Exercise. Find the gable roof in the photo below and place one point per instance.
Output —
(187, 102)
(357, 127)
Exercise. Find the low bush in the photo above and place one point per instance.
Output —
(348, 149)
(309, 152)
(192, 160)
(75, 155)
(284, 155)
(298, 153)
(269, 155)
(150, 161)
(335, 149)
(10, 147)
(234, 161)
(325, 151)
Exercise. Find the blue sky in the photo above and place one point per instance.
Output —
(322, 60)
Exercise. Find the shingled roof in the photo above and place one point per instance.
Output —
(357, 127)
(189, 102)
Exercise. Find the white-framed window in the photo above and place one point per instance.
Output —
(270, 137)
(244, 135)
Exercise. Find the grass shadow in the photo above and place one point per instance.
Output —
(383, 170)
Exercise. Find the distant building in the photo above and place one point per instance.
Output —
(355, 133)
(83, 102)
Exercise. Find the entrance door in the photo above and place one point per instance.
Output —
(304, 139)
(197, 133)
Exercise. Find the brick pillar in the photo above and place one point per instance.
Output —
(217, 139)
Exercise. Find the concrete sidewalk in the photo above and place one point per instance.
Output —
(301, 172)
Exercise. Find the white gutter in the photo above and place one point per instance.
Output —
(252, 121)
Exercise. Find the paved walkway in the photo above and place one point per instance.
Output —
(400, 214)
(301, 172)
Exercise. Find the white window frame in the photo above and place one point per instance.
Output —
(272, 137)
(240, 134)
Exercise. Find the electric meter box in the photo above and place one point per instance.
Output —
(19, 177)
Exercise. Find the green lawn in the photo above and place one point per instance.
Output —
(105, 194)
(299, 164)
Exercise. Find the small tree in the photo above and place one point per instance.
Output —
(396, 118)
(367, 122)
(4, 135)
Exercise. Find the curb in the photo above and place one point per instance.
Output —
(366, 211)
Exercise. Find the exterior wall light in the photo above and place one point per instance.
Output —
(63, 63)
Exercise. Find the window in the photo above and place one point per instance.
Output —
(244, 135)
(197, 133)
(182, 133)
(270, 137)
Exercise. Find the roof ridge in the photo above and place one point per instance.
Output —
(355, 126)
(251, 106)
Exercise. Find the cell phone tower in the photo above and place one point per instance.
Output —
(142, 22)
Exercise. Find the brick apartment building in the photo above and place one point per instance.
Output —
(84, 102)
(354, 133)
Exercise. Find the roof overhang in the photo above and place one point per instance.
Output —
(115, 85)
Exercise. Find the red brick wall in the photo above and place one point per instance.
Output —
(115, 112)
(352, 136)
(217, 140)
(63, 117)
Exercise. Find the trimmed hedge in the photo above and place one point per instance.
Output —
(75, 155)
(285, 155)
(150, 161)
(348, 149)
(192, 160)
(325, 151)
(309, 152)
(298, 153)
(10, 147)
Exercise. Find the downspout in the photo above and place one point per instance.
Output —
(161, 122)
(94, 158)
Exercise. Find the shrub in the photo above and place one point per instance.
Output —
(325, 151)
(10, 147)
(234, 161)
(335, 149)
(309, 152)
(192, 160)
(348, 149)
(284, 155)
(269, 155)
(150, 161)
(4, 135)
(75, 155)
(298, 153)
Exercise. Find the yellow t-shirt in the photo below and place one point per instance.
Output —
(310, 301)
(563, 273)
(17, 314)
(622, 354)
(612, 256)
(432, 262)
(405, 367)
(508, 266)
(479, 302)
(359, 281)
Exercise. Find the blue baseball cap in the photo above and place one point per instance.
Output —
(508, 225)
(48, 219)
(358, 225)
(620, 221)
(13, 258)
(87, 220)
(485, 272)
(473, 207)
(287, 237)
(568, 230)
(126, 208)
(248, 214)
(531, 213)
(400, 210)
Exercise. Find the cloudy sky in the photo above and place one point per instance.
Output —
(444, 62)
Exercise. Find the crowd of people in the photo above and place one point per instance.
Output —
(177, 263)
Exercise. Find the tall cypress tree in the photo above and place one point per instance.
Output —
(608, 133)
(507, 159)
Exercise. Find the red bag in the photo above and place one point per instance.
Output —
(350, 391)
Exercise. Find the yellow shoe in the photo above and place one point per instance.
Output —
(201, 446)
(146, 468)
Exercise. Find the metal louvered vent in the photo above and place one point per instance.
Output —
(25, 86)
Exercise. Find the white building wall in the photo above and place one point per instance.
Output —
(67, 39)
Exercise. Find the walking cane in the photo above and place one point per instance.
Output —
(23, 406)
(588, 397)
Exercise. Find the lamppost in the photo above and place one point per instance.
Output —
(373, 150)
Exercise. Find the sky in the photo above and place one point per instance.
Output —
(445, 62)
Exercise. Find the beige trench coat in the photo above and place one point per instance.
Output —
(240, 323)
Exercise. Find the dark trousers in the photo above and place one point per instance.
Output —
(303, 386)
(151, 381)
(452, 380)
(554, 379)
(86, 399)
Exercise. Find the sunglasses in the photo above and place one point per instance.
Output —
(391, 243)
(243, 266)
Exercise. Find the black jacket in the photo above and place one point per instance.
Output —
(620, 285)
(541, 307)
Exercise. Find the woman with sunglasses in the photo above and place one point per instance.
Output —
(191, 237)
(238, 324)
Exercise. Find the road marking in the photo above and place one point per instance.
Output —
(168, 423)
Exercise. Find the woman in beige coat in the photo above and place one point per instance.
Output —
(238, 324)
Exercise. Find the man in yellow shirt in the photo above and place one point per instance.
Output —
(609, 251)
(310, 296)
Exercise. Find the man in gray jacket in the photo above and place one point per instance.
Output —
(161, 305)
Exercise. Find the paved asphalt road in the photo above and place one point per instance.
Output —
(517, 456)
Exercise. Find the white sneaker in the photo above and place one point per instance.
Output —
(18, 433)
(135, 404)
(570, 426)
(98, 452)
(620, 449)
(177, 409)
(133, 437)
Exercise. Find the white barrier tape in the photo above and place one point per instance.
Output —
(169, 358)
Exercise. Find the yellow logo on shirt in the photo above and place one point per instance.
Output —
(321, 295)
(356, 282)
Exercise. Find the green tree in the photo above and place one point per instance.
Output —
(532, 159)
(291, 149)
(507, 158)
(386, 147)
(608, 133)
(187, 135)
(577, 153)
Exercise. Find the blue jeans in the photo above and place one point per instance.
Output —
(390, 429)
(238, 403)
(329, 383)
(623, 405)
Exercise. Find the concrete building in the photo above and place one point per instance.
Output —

========================

■ EXERCISE INSTRUCTIONS:
Your answer should contain every entry, transcribed exactly.

■ RESPONSE TO THIS TASK:
Exercise. Find the gable roof in the photo below and place one point per instance.
Output —
(187, 102)
(357, 127)
Exercise. Find the low bush in the photo above and place one point per instance.
Output —
(348, 149)
(309, 152)
(192, 160)
(75, 155)
(284, 155)
(298, 153)
(269, 155)
(150, 161)
(335, 149)
(10, 147)
(234, 161)
(325, 151)
Exercise. Find the blue sky in the photo above and place one point per instance.
Output —
(322, 60)
Exercise. Find the shingled roof in the photo above and place one point per instance.
Output —
(357, 127)
(189, 102)
Exercise. Find the white-framed window in the photo above and place one point per instance.
Output —
(270, 137)
(244, 135)
Exercise. Find the grass shadow in the photo above and place one point per instance.
Output —
(383, 170)
Exercise. Find the distant building in the photo above and place one point per instance.
Output —
(355, 133)
(83, 102)
Exercise. Find the entrance door in the photo above and place one point per instance.
Output —
(304, 139)
(197, 133)
Exercise. Find the brick pillar in the photo above and place one point per instance.
Output —
(217, 139)
Exercise. Find the concrete sidewalk in the photo above and place one point per instance.
Output —
(301, 172)
Exercise. Find the white gutter in the photo above and place one point per instance.
Output —
(252, 121)
Exercise. Find the paved walkway in the photo above and place one point per instance.
Output —
(400, 214)
(301, 172)
Exercise. Find the white window frame in the photo above and place one point per instance.
Output —
(272, 137)
(240, 134)
Exercise. Find the electric meter box in the photo above and place one point per instance.
Output —
(19, 177)
Exercise. Find the green lawn in the photo above and place one point per instance.
Output —
(105, 194)
(299, 164)
Exercise. Find the small tree in the photo above and place one point per instance.
Output —
(396, 118)
(367, 122)
(4, 135)
Exercise. Find the curb in the photo above and place one point per instance.
Output —
(366, 211)
Exercise. Find the exterior wall light in the photo above and place one point per instance.
Output —
(63, 63)
Exercise. Find the window in the photo above and place one point per instance.
Output —
(244, 135)
(197, 133)
(182, 133)
(270, 137)
Exercise. Find the roof ridge in the photo above and place one point per instance.
Output —
(355, 126)
(251, 106)
Exercise. Find the cell phone tower in the photo above and place one point per instance.
Output —
(142, 22)
Exercise. Find the brick apartment building in the photo above and place one point per instance.
Output —
(84, 102)
(354, 133)
Exercise. Find the roof overhang in the photo above and place one point per instance.
Output —
(115, 85)
Exercise. Find the red brick wall in the photo above and place one point per instance.
Output —
(115, 112)
(352, 136)
(217, 140)
(63, 117)
Exercise. Find the trimmed hedge in the photo above and place one point per instance.
Output —
(75, 155)
(285, 155)
(150, 161)
(348, 149)
(192, 160)
(325, 151)
(309, 152)
(298, 153)
(10, 147)
Exercise. Find the downspout in the photo above and place one point per instance.
Output —
(161, 122)
(94, 158)
Exercise. Find the shrub in the photo above and place one point per instance.
Output —
(325, 151)
(10, 147)
(234, 161)
(335, 149)
(309, 152)
(192, 160)
(348, 149)
(284, 155)
(269, 155)
(150, 161)
(4, 135)
(75, 155)
(298, 153)
Exercise. Find the yellow t-shirt in the photo below and place one point per instance.
Output —
(310, 301)
(563, 273)
(17, 314)
(622, 354)
(612, 256)
(432, 262)
(405, 367)
(508, 266)
(479, 302)
(359, 281)
Exercise. Find the blue baseball cap in the photo above and place one point per instance.
Output —
(508, 225)
(48, 219)
(358, 225)
(620, 221)
(13, 258)
(87, 220)
(485, 272)
(473, 207)
(287, 237)
(568, 230)
(126, 208)
(248, 214)
(531, 213)
(400, 210)
Exercise. Find the cloudy sky in the photo above and place one point per instance.
Output —
(444, 62)
Exercise. Find the crowd of people in the photo above and place one point per instance.
Output —
(177, 263)
Exercise. Find the tall cypress tree in the photo above and place one point per instance.
Output —
(608, 133)
(507, 159)
Exercise. Find the red bag in the photo above and place one point per instance.
Output —
(350, 391)
Exercise. Find the yellow shoe in the photo above and place one point per instance.
Output —
(201, 446)
(146, 468)
Exercise. Find the metal louvered vent in the photo above and place one point per instance.
Output —
(25, 86)
Exercise. Find the white building wall in the photo above and place one point per instance.
Output —
(67, 39)
Exercise. Find the walking cane in the photo above and place one point per instance.
Output —
(23, 406)
(588, 397)
Exercise. Find the lamppost in the photo above and place one point per instance.
Output —
(373, 150)
Exercise. Find the sky in the photo above and place one point per instance.
Output —
(445, 62)
Exercise. Find the beige trench coat in the photo above and place one point per instance.
Output —
(240, 323)
Exercise. Find the dark trousers in the photo above and place one point per instance.
Output —
(303, 386)
(151, 381)
(452, 380)
(554, 379)
(86, 399)
Exercise. Find the sunglasses in the photo above and place one point per instance.
Output —
(391, 243)
(243, 266)
Exercise. Find the black jacket in the photo above and place one point per instance.
Output —
(620, 285)
(541, 307)
Exercise. Find the woman with sunglasses in the photo above and place one point per instance.
Output —
(191, 237)
(238, 324)
Exercise. Find the road marking in the photo above and place one point per instance.
Output —
(168, 423)
Exercise. Find the woman in beige coat in the photo above and place one point per instance.
Output —
(238, 324)
Exercise. Find the man in yellow shirt in the photo above and place one point per instance.
Output —
(609, 251)
(310, 296)
Exercise. Find the man in gray jacket in the photo above and place one point per instance.
Output —
(161, 305)
Exercise. Find the paved asphalt road in the photo above and place one point per instance.
Output —
(517, 456)
Exercise. Find the white sneaker in the photo above and place one point per instance.
Output —
(18, 433)
(135, 404)
(570, 426)
(98, 452)
(620, 449)
(177, 409)
(133, 437)
Exercise. Find the white barrier tape in the photo above and place one point per instance.
Output —
(169, 358)
Exercise. Find the yellow logo on shirt in the photo above and place one point per instance.
Output —
(321, 295)
(356, 282)
Exercise. Find the green tree in the photo above and place one point per instance.
Output —
(532, 159)
(291, 149)
(507, 158)
(386, 147)
(608, 133)
(187, 135)
(577, 153)
Exercise. Find the blue jeans in the photo above and place one point per instance.
Output —
(390, 429)
(238, 403)
(329, 383)
(623, 405)
Exercise. Find the concrete building in the photo above and place one point per instance.
Output —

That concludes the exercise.